-- Stored data --
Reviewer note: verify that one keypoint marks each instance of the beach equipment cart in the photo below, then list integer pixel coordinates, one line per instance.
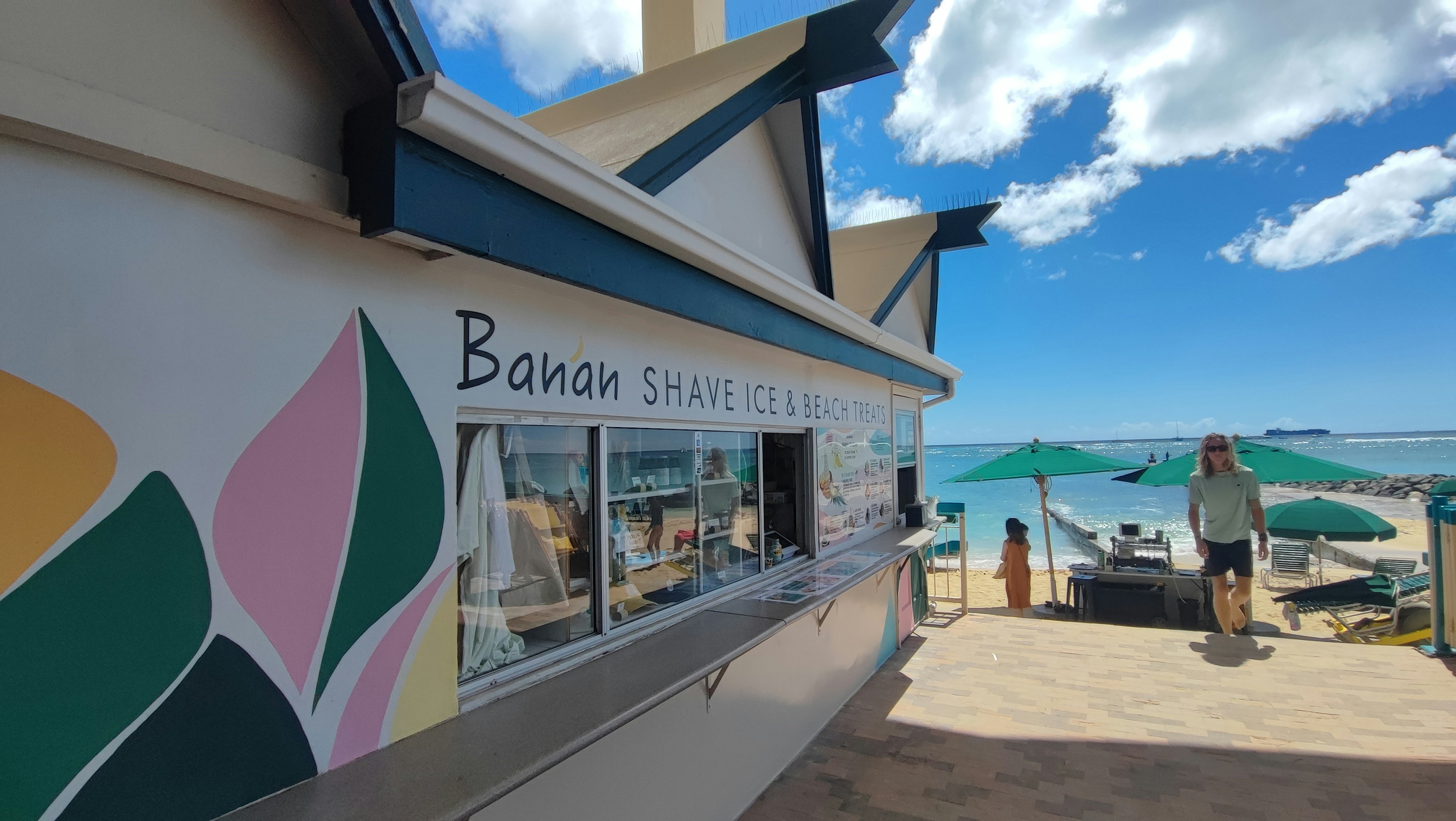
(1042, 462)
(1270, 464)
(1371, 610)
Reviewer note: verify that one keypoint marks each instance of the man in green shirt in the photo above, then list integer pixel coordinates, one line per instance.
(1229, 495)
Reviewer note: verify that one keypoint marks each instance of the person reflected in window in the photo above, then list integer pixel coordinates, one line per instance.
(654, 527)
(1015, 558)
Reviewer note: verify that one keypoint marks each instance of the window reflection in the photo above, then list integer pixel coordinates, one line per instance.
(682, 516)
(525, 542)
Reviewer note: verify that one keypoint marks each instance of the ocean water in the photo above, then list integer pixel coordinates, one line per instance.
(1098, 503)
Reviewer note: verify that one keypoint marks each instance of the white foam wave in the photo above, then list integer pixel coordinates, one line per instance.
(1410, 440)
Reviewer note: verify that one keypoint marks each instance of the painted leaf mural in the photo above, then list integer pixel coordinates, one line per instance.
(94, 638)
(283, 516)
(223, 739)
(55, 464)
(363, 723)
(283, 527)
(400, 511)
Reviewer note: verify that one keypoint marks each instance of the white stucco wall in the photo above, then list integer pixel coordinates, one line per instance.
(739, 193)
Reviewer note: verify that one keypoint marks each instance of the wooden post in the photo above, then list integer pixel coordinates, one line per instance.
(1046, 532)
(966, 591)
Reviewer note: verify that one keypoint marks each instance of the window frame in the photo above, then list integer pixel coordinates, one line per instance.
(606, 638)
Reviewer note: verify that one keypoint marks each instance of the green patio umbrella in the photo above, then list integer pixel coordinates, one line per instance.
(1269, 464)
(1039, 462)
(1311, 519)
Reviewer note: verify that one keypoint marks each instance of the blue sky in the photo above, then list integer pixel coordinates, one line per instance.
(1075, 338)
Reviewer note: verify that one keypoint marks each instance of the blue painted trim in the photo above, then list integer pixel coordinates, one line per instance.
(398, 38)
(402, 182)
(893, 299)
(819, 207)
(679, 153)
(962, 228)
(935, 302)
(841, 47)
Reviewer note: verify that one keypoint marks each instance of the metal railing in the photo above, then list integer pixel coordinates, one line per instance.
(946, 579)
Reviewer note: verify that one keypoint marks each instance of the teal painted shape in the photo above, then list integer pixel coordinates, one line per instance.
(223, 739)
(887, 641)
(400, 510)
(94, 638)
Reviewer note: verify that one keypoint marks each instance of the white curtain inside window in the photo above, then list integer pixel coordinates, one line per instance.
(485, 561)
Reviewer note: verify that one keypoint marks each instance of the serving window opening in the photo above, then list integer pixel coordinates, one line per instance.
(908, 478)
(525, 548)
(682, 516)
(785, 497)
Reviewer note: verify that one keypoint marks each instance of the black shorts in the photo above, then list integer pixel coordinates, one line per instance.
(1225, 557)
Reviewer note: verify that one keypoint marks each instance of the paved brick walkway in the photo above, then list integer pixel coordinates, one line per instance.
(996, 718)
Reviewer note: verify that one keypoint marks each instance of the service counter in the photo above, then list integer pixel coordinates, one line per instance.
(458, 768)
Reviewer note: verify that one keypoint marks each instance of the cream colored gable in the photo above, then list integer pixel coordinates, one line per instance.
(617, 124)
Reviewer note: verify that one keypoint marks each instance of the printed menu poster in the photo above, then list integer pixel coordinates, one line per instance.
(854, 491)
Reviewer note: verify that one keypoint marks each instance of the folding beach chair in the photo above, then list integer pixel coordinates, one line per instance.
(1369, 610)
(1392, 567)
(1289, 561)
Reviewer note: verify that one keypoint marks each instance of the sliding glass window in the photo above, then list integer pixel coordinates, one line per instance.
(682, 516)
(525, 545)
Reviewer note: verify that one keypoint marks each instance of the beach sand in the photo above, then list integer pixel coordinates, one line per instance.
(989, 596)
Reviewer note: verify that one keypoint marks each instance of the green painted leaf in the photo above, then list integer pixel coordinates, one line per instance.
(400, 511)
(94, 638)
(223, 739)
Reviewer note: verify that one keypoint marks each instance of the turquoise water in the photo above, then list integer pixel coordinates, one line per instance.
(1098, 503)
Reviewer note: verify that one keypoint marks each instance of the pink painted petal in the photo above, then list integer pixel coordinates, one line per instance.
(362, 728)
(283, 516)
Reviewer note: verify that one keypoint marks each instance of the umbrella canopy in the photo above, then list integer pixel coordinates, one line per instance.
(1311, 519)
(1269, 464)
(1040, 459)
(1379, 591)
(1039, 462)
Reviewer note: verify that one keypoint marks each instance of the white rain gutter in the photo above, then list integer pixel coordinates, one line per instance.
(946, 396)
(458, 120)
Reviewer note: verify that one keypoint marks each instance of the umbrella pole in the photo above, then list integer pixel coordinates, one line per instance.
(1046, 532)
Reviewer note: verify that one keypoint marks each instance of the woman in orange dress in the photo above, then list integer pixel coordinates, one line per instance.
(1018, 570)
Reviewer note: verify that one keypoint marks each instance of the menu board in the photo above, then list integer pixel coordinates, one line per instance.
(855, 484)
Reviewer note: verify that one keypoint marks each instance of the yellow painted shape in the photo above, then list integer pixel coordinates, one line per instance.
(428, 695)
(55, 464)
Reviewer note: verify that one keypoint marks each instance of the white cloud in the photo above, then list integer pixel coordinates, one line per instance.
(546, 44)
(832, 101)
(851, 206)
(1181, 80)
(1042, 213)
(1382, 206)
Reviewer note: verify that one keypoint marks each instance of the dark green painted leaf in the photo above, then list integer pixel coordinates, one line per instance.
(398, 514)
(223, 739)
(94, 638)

-- Exercise prompt --
Rewrite every line of the material between the lines holding "man in green" and "(1410, 440)", inclusive. Adjust each pixel coordinate value by -98, and leave all other wording as it is.

-- The output --
Reviewer note: verify that one keypoint marks each instance of the man in green shirt in the photo above, then list integer pixel coordinates, one line per instance.
(1131, 397)
Reviewer note: verify that one keypoint marks each instance of the person reflected in window in the photo above, then list integer pixel coordinates, one line per instance.
(556, 429)
(917, 460)
Reviewer note: verify that one keypoint marks each instance of the window reflection in the photo above, then list integer pixel coordinates, one line per instance.
(584, 418)
(427, 444)
Reviewer note: verify that one keypoint marks each instance of the ocean water in the photo above, then list integer pixel coordinates, one line per instance.
(1000, 405)
Reviewer note: verify that one keypoint marks each instance of the white foam wave in the photo above, then list integer pixel coordinates, one line per instance.
(1312, 342)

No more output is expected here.